● **AIM OF THE TASK**
From the text on Hitchin Cricket Club Ground below, list every team named as Hertfordshire's opponent in a match played on the ground, giving each team once.

● **SOURCE DOCUMENT**
###

Cricket ground in Hitchin, England

Hitchin Cricket Club Ground is a cricket ground in Hitchin, Hertfordshire, England. The first recorded match on the ground was in 1877, when Hertfordshire played Essex. Hertfordshire played their first Minor Counties Championship match on the ground in 1908 against Cambridgeshire. Hertfordshire used the ground until 1914, and following a 37-year break from the ground, it returned in 1951. From 1914 to 1998, the ground played host to 38 Minor Counties Championship matches and 2 MCCA Knockout Trophy matches.

The ground has also hosted List-A matches, the first of which came in the 1966 Gillette Cup between Hertfordshire and Berkshire. From 1966 to 1989, the ground held 8 List-A matches, the last of which was between Hertfordshire and Nottinghamshire in the 1989 NatWest Trophy. The most famous List-A match on the ground saw Hertfordshire defeat first-class county Essex in the 1976 Gillette Cup.

In local domestic cricket, Hitchin Cricket Club Ground is the home ground of Hitchin Cricket Club. They play in the Hertfordshire Cricket League, their best position being in 1976 and in 2009 when they came second. The club shares their ground with the Blueharts Hockey Club and Hitchin Lacrosse Club. In 1988, the club constructed a second pitch at the ground.

###

● **RECORD EXTRACTS**
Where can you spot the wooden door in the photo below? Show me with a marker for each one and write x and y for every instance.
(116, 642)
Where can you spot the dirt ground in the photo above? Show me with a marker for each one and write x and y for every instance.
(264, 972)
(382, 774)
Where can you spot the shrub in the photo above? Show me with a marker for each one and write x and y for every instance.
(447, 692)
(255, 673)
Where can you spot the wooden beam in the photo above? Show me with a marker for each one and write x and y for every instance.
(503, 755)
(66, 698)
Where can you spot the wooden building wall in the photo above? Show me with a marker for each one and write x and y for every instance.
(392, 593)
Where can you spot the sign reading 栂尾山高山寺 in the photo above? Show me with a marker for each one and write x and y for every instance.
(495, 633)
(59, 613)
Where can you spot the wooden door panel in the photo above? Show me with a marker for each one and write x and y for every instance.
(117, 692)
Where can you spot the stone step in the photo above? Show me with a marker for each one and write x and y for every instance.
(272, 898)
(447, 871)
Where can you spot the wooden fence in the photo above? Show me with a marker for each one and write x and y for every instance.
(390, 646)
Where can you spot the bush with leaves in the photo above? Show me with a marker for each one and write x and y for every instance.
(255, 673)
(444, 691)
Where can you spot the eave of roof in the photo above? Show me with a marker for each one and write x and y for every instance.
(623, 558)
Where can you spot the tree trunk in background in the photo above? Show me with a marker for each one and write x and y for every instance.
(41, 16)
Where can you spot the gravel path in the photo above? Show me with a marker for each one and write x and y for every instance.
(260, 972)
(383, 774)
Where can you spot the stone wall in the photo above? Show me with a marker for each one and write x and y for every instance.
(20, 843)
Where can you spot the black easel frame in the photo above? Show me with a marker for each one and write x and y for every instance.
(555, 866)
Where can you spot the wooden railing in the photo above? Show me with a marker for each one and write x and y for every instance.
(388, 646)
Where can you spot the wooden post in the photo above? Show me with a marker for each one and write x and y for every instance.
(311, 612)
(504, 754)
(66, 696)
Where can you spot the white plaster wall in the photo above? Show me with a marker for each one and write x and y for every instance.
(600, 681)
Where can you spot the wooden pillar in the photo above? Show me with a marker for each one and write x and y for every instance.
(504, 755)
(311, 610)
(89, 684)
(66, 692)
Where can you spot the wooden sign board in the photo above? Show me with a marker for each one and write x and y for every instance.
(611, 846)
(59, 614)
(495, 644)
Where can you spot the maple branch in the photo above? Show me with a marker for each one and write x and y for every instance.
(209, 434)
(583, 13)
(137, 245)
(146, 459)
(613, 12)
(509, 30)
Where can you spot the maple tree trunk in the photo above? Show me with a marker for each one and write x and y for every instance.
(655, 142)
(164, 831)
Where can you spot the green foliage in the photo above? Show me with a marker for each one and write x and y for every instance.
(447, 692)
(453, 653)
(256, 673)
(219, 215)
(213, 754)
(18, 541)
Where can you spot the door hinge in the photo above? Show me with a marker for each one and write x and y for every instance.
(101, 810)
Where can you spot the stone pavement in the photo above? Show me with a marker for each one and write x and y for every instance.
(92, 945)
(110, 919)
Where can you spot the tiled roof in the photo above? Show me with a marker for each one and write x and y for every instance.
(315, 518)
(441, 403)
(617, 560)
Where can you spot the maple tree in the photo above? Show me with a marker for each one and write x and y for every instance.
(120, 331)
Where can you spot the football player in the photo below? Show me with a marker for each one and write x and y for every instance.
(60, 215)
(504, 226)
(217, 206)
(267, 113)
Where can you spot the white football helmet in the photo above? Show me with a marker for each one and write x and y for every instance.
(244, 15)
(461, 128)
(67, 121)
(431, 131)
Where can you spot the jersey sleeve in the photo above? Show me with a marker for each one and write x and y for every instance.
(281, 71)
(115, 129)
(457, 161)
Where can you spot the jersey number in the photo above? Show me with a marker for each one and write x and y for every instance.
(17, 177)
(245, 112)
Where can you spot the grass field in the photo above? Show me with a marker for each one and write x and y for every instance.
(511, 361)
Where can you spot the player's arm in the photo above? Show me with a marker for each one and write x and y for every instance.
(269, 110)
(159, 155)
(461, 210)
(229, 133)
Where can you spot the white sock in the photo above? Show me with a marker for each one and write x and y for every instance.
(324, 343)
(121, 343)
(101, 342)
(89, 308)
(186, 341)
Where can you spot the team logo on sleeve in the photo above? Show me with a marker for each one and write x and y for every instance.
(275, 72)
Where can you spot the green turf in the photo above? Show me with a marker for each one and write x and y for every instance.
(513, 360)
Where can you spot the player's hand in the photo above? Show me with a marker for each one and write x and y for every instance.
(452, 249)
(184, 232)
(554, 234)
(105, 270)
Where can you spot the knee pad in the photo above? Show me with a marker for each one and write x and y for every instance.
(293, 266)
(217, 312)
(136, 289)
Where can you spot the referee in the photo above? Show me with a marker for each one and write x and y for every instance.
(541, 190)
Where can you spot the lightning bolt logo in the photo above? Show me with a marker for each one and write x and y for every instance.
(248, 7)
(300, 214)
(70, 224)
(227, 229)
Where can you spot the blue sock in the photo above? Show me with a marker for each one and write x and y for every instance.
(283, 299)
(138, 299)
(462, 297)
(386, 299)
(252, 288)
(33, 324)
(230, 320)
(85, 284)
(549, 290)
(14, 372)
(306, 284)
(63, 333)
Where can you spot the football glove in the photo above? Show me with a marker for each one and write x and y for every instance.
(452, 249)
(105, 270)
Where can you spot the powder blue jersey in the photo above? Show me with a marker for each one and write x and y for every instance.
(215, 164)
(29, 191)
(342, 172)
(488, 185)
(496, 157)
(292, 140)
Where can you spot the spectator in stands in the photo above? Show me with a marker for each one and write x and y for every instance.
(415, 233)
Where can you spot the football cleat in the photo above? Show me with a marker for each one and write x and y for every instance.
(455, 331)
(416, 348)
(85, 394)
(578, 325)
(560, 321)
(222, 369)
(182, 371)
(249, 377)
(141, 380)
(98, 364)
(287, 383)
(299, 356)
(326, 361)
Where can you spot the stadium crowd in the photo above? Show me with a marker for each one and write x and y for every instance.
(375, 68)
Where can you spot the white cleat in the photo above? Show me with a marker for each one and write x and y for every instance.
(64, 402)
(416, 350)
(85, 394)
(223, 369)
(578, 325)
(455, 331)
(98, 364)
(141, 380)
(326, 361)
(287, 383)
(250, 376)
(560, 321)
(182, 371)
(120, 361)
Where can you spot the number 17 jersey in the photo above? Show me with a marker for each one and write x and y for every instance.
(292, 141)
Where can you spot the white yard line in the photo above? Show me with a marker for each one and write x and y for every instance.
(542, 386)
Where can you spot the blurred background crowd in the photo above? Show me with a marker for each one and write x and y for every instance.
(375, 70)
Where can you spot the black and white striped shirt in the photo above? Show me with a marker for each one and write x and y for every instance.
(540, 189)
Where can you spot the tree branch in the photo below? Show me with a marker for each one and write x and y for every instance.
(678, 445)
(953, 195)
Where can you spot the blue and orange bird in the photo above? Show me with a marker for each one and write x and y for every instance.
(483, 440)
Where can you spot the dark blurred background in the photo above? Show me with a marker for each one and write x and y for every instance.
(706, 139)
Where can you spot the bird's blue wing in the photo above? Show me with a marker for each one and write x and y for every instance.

###

● **EXERCISE RESULT**
Essex, Cambridgeshire, Berkshire, Nottinghamshire